• [TASK A]:
Answer these questions about the page excerpt on Indiana's early childhood report:
(i) How many Hoosier children are aged five years and younger?
(ii) In what month was the new report released?
(iii) How many staff do the registered and licensed programs employ?

• [PAGE EXCERPT]:
>>>>>
ELAC provides key insights into how Hoosiers can grow early opportunities.

We all care about young children and families in Indiana. But with 504,000 Hoosier children, aged five years and younger, good intentions are often not enough. Data about their well-being points to a tension between our aspirations and the results that we generate as a state.

A new data-driven report on early childhood was released in January by the Governor-appointed and volunteer-led Early Learning Advisory Committee – ELAC for short. ELAC’s annual report is the best snapshot of early childhood in our state and even includes county-level profiles. Here are my data-driven takeaways:

Child care and preschool/pre-K is not a “nice-to-have” or niche industry.

In Indiana, 332,000 children birth to five are spending time in some kind of environment outside the home. That fact results largely from the fact that in two-thirds of households with young children, all parents are working. There are 5,300 registered and licensed programs in our state, programs that are known and regulated. These programs serve 130,000 children each year and employ 33,000 staff.
<<<<<
• [TASK B]:
Report every line of the listing below that contains the string "grass". Case counts.

[A data block]
>>>>>
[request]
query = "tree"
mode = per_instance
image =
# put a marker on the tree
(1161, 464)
<<<<<
>>>>>
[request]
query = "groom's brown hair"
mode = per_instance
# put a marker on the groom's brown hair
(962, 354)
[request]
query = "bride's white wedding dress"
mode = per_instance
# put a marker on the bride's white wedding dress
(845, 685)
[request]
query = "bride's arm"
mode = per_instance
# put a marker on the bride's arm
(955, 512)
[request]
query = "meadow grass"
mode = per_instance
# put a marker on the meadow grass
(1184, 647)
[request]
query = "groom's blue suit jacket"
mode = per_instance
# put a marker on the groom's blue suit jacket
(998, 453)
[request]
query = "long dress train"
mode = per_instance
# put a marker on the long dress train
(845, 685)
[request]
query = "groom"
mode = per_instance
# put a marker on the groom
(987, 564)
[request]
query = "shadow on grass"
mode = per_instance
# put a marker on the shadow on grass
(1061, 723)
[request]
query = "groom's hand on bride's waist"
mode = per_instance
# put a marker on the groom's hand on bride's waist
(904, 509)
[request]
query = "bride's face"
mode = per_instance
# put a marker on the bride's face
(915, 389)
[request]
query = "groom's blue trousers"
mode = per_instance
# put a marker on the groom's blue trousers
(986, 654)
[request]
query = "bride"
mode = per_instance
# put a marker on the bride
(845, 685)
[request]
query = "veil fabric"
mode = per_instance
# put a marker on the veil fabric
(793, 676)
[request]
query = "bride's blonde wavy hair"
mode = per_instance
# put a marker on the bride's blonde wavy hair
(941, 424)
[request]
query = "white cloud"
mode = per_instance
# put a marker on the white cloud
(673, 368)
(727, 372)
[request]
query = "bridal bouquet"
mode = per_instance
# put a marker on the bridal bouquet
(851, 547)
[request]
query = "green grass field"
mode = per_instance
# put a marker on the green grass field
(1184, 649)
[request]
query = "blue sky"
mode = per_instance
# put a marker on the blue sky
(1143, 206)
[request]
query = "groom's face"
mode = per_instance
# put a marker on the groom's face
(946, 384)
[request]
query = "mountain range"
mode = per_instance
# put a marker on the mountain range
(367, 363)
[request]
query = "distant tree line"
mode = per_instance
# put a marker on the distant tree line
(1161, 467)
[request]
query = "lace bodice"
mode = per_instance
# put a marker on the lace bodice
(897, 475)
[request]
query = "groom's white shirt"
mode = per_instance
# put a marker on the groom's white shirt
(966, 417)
<<<<<
• [WRITTEN REPLY A]:
(i) 504,000
(ii) January
(iii) 33,000

• [WRITTEN REPLY B]:
query = "meadow grass"
# put a marker on the meadow grass
query = "shadow on grass"
# put a marker on the shadow on grass
query = "green grass field"
# put a marker on the green grass field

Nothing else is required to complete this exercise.